* **QUELLENAUSZUG**
© JUNGE FREIHEIT Verlag GmbH & Co. www.jungefreiheit.de 39/15 / 18. September 2015

Am Ende stand die Kapitulation
Völkerwanderungen: Migrationen von gewaltigen Ausmaßen haben dramatische Folgen nach sich gezogen
Karlheinz Weißmann

Die Rede von der neuen „Völkerwanderung“ ist ebenso allgemein wie harmlos. Jedenfalls spricht niemand ungestraft von „Invasion“, wenn es um den Ansturm von Afrikanern, Arabern und Asiaten geht, der Europa erreicht. 220.000 Menschen waren es im vergangenen Jahr, in diesem wird mit bis zu einer Million gerechnet. 2016 dürfte die Zahl kaum kleiner werden.
Allein in Libyen sollen zwischen 600.000 und einer weiteren Million Kinder, Frauen, Männer – vor allem Männer, junge Männer – darauf warten, die Reise in den Norden anzutreten, dasselbe gilt für den größten Teil der zwei Millionen Syrer, die sich noch in der Türkei aufhalten, weitere vier Millionen sitzen in der Heimat auf gepackten Koffern. Das entscheidende Hindernis bleibt das Mittelmeer. Die Überquerung ist riskant, die Bilder gekenterter Seelenverkäufer oder von Schiffen, die die Schlepperbosse aufgegeben haben, wirken erschütternd, aber dabei wird vergessen, daß etwa 97 Prozent derjenigen, die die Fahrt unternehmen, sicher an einer europäischen Küste landen. Wo dann kaum jemand einen Asylantrag stellt, fast alle versuchen in attraktivere Aufnahmeländer wie Deutschland, Österreich, die Schweiz oder Schweden zu gelangen.
Niemand ist willens oder fähig, die gigantischen Menschenströme aufzuhalten. Faktisch hat die Bundesregierung das Abkommen Dublin III für obsolet erklärt, hintertreibt die Überprüfung der Ankömmlinge ebenso wie die Sicherung der Außengrenzen des Schengen-Raums. Es geht bloß noch um die Verteilung nach Quoten, nicht mehr darum, ob für den Verbleib eine Rechtsgrundlage besteht. Ein Limit bei der Aufnahme der Fremden, so die Kanzlerin, existiere nicht.
 

Bedeutungsverlust geographischer Barrieren


Das vor allem durch die Medien vermittelte Bild ist das eines mitleiderregenden, chaotischen, aber friedlichen und in seinen Konsequenzen wenn nicht vorteilhaften, dann doch unvermeidbaren Prozesses der „Migration“. „Migration“ bedeutet Wohnortwechsel. Solcher Wohnortwechsel hat immer zum Menschen gehört. Seitdem unsere tierischen Vorfahren von den Bäumen herabgestiegen sind, sich Skelett und Muskulatur dem aufrechten Gang angepaßt haben, ist unsere Spezies mobil. Wir haben uns zu exzellenten Läufern entwickelt, denen so rasch keine Beute entkommt, und begonnen, lange Distanzen zu überwinden. Die ersten großen Migrationen führten schon Homo erectus von Afrika bis nach Asien und Europa, Homo sapiens erreichte schließlich jeden Winkel des Planeten.

* **AUFGABEN**
**a.** Wie lautet der Abschnitt des Quellenauszugs von „Das vor allem“ bis einschließlich „Winkel des Planeten.“, wenn du ihn aktualisierst und dabei „Läufern“ durch „Jägern“ ersetzt?
**b.** Wie viel Prozent derjenigen, die die Fahrt über das Mittelmeer unternehmen, landen laut dem Quellenauszug sicher an einer europäischen Küste?

(In einem Datensatz aufgeführte Einträge)
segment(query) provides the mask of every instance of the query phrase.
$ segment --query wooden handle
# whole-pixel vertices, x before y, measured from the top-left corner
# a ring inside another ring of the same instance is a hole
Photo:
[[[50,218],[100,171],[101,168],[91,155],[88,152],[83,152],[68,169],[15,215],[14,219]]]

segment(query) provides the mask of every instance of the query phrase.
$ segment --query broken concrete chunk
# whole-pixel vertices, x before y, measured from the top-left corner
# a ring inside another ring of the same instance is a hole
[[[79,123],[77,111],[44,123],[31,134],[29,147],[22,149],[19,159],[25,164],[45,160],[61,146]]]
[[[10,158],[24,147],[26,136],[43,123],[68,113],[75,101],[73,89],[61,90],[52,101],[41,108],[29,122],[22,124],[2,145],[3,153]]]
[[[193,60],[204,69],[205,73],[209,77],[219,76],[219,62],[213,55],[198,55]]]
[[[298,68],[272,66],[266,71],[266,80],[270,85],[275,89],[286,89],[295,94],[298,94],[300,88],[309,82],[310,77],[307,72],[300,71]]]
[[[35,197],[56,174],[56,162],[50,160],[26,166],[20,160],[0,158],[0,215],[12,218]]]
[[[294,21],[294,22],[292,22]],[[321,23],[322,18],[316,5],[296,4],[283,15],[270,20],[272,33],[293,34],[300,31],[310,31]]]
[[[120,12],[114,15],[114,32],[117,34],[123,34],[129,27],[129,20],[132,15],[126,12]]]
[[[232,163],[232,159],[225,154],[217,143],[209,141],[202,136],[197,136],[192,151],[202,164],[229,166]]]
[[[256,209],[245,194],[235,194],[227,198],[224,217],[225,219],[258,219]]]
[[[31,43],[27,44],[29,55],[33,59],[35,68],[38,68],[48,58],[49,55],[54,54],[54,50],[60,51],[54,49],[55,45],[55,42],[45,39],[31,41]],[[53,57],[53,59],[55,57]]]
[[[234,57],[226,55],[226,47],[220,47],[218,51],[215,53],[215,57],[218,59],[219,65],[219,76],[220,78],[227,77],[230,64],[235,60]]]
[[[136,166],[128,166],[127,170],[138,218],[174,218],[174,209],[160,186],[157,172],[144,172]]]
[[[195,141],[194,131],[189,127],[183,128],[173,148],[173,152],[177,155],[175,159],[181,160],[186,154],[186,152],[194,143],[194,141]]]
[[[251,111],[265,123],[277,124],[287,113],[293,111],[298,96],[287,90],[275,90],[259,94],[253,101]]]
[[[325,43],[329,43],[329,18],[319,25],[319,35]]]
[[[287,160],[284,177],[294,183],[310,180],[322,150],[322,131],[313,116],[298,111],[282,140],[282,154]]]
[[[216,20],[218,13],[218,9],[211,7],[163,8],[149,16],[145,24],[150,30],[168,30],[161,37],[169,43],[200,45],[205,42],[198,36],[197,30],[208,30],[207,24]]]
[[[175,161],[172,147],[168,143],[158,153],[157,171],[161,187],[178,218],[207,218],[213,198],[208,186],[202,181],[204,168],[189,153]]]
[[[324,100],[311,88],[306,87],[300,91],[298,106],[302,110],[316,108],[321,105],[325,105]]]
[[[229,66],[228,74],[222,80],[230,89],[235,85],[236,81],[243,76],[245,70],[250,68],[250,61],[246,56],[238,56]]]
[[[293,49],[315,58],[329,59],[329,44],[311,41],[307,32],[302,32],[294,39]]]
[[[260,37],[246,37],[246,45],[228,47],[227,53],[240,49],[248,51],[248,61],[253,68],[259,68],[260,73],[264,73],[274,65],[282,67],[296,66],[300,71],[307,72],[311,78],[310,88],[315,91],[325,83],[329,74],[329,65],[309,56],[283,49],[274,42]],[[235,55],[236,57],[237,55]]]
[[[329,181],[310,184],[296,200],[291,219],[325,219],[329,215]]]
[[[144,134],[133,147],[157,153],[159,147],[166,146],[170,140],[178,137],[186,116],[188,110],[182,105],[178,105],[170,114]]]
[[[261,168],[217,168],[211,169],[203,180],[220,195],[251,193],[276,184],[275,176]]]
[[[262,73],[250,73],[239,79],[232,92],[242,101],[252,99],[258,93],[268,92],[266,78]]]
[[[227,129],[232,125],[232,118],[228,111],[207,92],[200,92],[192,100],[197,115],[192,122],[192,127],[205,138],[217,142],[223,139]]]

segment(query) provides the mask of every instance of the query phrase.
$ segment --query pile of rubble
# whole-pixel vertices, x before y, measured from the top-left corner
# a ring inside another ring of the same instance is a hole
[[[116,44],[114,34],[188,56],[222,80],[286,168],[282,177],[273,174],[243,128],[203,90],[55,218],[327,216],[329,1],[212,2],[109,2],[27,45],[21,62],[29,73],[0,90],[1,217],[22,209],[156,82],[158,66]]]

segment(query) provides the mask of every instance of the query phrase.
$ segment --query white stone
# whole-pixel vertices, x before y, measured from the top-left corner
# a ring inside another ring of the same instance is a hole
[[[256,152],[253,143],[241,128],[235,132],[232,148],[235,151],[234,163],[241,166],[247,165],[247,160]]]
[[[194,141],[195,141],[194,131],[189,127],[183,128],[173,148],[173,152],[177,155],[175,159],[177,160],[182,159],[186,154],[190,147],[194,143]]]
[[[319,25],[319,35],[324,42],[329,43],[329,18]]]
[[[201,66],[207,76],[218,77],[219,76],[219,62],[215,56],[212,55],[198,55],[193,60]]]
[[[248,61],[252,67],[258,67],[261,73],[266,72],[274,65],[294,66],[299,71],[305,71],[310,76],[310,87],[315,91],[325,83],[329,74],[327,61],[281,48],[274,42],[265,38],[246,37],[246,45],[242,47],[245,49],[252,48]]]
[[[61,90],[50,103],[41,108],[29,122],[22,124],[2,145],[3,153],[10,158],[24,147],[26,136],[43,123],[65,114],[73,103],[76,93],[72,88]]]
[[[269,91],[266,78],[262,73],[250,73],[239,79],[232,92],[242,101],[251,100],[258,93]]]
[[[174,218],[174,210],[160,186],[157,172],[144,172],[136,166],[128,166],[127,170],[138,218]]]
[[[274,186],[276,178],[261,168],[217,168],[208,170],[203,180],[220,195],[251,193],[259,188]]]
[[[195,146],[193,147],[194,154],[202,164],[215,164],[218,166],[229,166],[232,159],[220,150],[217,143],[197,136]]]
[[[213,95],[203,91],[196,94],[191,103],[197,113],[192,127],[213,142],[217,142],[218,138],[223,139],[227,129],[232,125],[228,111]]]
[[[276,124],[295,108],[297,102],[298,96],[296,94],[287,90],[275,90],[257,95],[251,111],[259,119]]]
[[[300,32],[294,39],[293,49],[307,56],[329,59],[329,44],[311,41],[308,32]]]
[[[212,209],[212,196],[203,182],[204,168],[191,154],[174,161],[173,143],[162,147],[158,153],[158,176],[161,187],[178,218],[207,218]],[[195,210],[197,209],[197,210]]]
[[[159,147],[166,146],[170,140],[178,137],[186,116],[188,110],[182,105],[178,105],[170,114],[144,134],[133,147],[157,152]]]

* **LÖSUNGEN**
**a.**
Das vor allem durch die Medien vermittelte Bild ist das eines mitleiderregenden, chaotischen, aber friedlichen und in seinen Konsequenzen wenn nicht vorteilhaften, dann doch unvermeidbaren Prozesses der „Migration“. „Migration“ bedeutet Wohnortwechsel. Solcher Wohnortwechsel hat immer zum Menschen gehört. Seitdem unsere tierischen Vorfahren von den Bäumen herabgestiegen sind, sich Skelett und Muskulatur dem aufrechten Gang angepaßt haben, ist unsere Spezies mobil. Wir haben uns zu exzellenten Jägern entwickelt, denen so rasch keine Beute entkommt, und begonnen, lange Distanzen zu überwinden. Die ersten großen Migrationen führten schon Homo erectus von Afrika bis nach Asien und Europa, Homo sapiens erreichte schließlich jeden Winkel des Planeten.

**b.** Etwa 97 Prozent.